**WHAT YOU WILL DO:**
Copy the listing verbatim, excluding any images found in it.

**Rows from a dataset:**
········

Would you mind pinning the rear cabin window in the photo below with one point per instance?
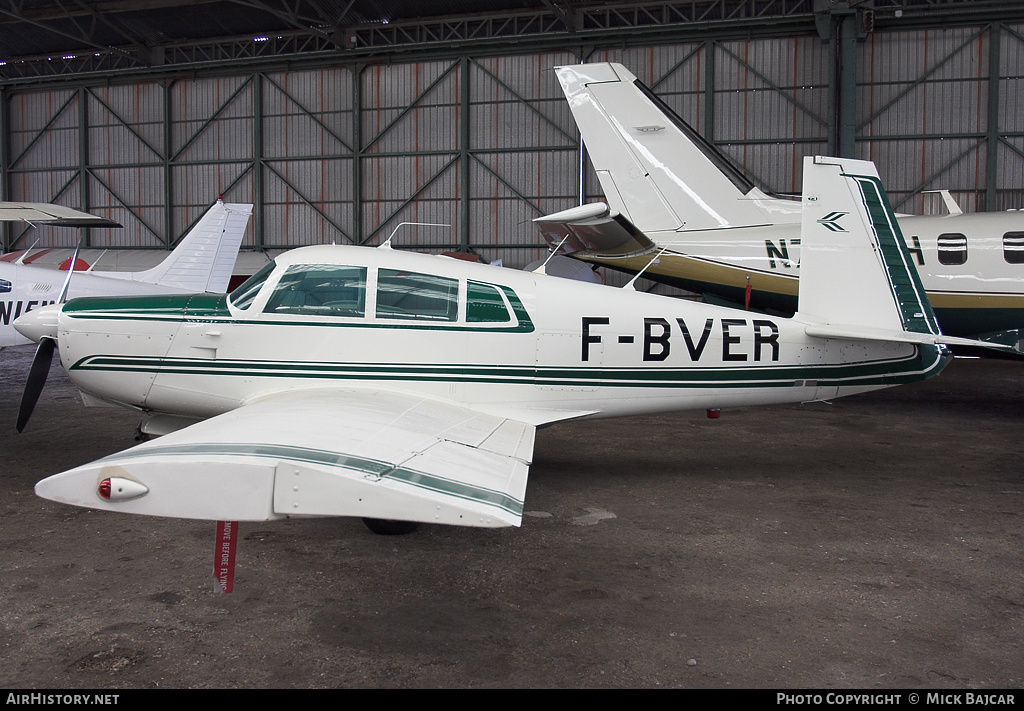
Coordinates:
(1013, 248)
(243, 296)
(320, 290)
(412, 295)
(952, 249)
(484, 304)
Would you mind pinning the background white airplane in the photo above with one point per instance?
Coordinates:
(350, 381)
(668, 189)
(202, 261)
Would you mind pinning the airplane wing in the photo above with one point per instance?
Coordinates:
(370, 453)
(595, 228)
(45, 213)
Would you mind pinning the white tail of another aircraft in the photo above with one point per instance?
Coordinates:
(654, 169)
(858, 281)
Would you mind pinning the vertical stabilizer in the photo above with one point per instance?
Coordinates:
(205, 257)
(653, 167)
(855, 270)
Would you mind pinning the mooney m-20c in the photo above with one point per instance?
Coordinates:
(202, 261)
(353, 381)
(668, 189)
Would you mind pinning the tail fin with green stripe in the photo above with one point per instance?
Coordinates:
(857, 279)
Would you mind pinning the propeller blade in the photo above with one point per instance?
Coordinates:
(37, 378)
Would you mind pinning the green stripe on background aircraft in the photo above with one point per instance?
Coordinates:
(369, 382)
(671, 193)
(202, 261)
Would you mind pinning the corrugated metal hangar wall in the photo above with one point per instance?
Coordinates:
(345, 153)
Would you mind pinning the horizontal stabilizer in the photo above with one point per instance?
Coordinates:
(595, 228)
(869, 334)
(54, 215)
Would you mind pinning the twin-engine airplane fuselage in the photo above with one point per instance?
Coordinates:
(671, 193)
(352, 381)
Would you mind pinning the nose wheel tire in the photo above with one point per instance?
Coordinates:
(385, 527)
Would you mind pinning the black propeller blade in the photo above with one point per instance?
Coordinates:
(37, 378)
(44, 357)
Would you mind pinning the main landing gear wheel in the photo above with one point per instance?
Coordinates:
(385, 527)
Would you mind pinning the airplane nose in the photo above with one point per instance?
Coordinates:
(39, 323)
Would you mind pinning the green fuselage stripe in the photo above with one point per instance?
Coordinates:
(868, 372)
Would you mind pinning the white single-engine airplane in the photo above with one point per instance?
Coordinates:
(202, 261)
(668, 189)
(352, 381)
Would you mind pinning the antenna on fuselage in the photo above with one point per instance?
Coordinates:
(20, 259)
(632, 283)
(541, 269)
(387, 243)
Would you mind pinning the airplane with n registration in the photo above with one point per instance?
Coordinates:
(201, 261)
(375, 383)
(672, 194)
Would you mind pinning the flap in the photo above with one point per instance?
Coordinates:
(340, 453)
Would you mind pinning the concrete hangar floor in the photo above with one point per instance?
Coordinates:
(873, 542)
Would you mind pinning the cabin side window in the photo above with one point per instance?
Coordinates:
(952, 248)
(484, 304)
(1013, 248)
(243, 296)
(412, 295)
(320, 290)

········

**FINISHED TASK:**
Would you mind pinning the rear cabin window in the photo below with one point per instance?
Coordinates:
(1013, 248)
(243, 296)
(320, 290)
(412, 295)
(952, 249)
(484, 304)
Would you mind pinning the background white airplane in the photo above with one point per instance?
Coordinates:
(350, 381)
(668, 189)
(202, 261)
Would you mind pinning the airplane wing in the photo above with one point per instance?
Coordinates:
(370, 453)
(595, 228)
(45, 213)
Would you mind pinning the white tail of another aircraft in the photo above with one point per instance?
Coordinates:
(654, 169)
(858, 281)
Would you mind pinning the vertical stabilizer in the photo above with one point per instance?
Coordinates:
(205, 257)
(653, 167)
(855, 270)
Would you mind pinning the mooney m-20c in the photo above with one point per instance?
Coordinates:
(202, 261)
(353, 381)
(668, 189)
Would you mind pinning the tail fin with green stripe in the photo above with one point per instance?
Coordinates:
(857, 279)
Would you mind pinning the propeller blade in the photo above with one point per instance?
Coordinates:
(37, 378)
Would you mind pinning the green stripe on background aircraft in the photo above with one point per instance?
Coordinates:
(369, 382)
(671, 193)
(202, 261)
Would you mind pinning the corrugated metal hangar wall in the photo above with one point per instance?
Coordinates:
(345, 153)
Would you mind pinning the horizontal stabilizer in the photo above with one point per instance?
Coordinates:
(595, 228)
(869, 334)
(54, 215)
Would you mind pinning the twin-engine airplane fuselage in the photo above with one point per instance?
Coordinates:
(671, 193)
(352, 381)
Would you mind pinning the nose wheel tire in the photo above with one point per instance?
Coordinates:
(385, 527)
Would you mind pinning the black propeller blade in the photo above with one point per instance?
Coordinates:
(37, 378)
(44, 357)
Would you mind pinning the main landing gear wheel in the photo above with one point per instance?
Coordinates:
(385, 527)
Would you mind pinning the airplane nose in the photo above with one point per instance?
Coordinates:
(39, 323)
Would you mind pinning the green fuselage stripe in the photo above with one point per instance?
Coordinates:
(868, 372)
Would you mind pinning the white single-engine airplane in the photo above with one point per instance?
Coordinates:
(202, 261)
(668, 189)
(352, 381)
Would you mind pinning the antenna on fuselage in the photo above with one point per instance?
Coordinates:
(20, 259)
(632, 283)
(541, 269)
(387, 243)
Would you mind pinning the airplane with n registration in the photo above with one point per instance?
Coordinates:
(201, 261)
(375, 383)
(672, 194)
Would you mind pinning the flap in the photo above with one point per instance?
Coordinates:
(340, 453)
Would you mind pinning the concrete hangar floor in the photo above with one point per instance?
Coordinates:
(873, 542)
Would you mind pinning the cabin side window in the photo above with one point per instance?
Coordinates:
(952, 248)
(484, 304)
(1013, 248)
(243, 296)
(412, 295)
(320, 290)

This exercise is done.